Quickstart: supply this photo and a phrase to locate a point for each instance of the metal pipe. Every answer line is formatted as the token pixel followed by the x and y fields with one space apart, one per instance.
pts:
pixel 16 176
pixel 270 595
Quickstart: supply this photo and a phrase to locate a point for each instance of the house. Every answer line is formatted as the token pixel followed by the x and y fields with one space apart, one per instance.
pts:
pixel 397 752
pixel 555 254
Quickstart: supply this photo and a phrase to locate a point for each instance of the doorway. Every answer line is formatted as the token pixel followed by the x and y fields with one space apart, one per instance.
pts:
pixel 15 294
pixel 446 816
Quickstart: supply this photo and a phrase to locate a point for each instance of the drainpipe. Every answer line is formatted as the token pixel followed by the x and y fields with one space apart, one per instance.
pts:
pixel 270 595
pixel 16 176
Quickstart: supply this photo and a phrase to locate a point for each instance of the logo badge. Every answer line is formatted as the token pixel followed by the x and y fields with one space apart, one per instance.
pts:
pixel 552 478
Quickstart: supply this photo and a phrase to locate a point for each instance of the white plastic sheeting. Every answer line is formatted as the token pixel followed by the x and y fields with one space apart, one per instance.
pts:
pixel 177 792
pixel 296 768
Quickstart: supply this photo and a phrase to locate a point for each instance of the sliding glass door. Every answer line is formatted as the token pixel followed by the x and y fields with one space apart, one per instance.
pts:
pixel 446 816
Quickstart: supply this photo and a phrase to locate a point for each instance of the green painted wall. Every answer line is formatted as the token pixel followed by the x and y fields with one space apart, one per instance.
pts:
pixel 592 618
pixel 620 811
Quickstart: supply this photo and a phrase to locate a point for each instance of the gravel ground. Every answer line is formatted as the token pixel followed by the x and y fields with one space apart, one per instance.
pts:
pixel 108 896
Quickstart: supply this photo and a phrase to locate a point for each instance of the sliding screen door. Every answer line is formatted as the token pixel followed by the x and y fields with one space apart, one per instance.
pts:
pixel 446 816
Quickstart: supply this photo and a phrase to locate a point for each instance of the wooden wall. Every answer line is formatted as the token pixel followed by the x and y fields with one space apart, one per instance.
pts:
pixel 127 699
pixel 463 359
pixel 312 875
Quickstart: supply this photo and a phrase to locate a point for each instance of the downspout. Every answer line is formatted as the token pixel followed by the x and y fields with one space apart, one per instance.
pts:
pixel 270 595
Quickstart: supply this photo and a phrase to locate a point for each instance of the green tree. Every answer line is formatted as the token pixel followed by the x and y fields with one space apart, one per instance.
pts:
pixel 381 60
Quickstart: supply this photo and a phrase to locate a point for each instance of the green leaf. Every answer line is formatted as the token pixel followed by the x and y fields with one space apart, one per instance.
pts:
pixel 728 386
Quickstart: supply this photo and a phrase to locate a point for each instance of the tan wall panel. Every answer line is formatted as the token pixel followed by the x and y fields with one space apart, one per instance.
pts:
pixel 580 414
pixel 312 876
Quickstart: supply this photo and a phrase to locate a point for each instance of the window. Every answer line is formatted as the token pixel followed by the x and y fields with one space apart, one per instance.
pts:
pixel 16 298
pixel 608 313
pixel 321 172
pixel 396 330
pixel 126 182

▶ _JOB_
Write out every one of the entries above again, word for word and in the same order.

▶ _FINISHED ANSWER_
Quickstart: supply this photo and a phrase to locate a point for each instance of the metal pipe. Every answer line is formatted as the token pixel followed by the x and y fields with one space apart, one per instance.
pts:
pixel 16 176
pixel 270 595
Quickstart: supply this photo and a phrase to locate a point for each instance of the house. Every answer line is formatted as the token pixel followed by the x and y fields with one space apart, one per instance.
pts:
pixel 397 752
pixel 555 254
Quickstart: supply this photo and a phrase to locate a point for each instance of the doorway. Every answer line is formatted as the token pixel followed by the x and y fields with one space apart, one per instance.
pts:
pixel 15 294
pixel 446 816
Quickstart: supply this photo and a phrase to locate a point for each instance of the drainpipe. Every answer line is formatted as the token pixel followed by the x and y fields with one space apart, one per instance.
pts:
pixel 270 595
pixel 16 176
Quickstart: supply this photo and a phrase to locate a point for each instance of the logo badge. Every answer line is formatted as the token pixel followed by the x and y fields with one space apart, one per instance.
pts:
pixel 552 478
Quickstart: supply this photo and a phrase to locate a point for each instance of the white plastic sheeting. Every answer line is formatted as the token pixel followed by the x and y fields with one space apart, one per instance.
pts:
pixel 177 792
pixel 296 768
Quickstart: supply this photo and a phrase to locate a point for each instance of the sliding glass door. Every answer line is formatted as the token pixel followed by the x and y fields with one space apart, one per instance.
pts:
pixel 446 816
Quickstart: supply this photo and a phrase to locate a point for each instance of the green painted wall. Every answer line is formatted as the token pixel followed by the x and y fields with one space apart, one per instance.
pts:
pixel 592 618
pixel 620 811
Quickstart: supply this photo and a phrase to locate a point for each instance of the gravel ground. Every answer line is formatted as the token pixel followed by the x and y fields with one space apart, one per instance.
pts:
pixel 108 896
Quickstart: supply this photo and a phrase to locate a point for each instance of the sliding screen door. Every answer line is formatted as the token pixel followed by the x and y fields with one space apart, one per instance.
pts:
pixel 446 816
Quickstart: supply this photo and a phrase to locate a point for each instance of the wooden wall. Every answer line is formatted as the token pixel followed by the x and y fields with one space apart, one per instance.
pts:
pixel 127 699
pixel 463 359
pixel 312 875
Quickstart: supply this photo and a phrase to locate a point for each instance of the downspout. Every answer line is formatted as the token pixel followed by the x and y fields with one space apart, one per instance.
pts:
pixel 270 595
Quickstart: supply this photo and a phrase to locate a point for each instance of the green tree. Every answer line is formatted as the token pixel followed by the x and y fields with one space apart, one per instance.
pts:
pixel 381 60
Quickstart: supply this photo and a phrase to locate a point for each instance of the green leaf. Every answer line is formatted as the token pixel followed by the x and y fields with one space apart, one per instance.
pts:
pixel 728 386
Quickstart: supply this photo and a phrase to locate a point for each instance of the tan wall panel. Every answer line is formatted as the token pixel followed by the x and y fields with one space apart, one per instance.
pts:
pixel 580 414
pixel 312 876
Quickstart: supply this photo and a phrase to locate a point for each instance of the window. Every answer line is formatted as the token pixel followed by the x and y fields with one space apart, one per instance.
pts:
pixel 16 298
pixel 608 313
pixel 321 172
pixel 396 330
pixel 126 182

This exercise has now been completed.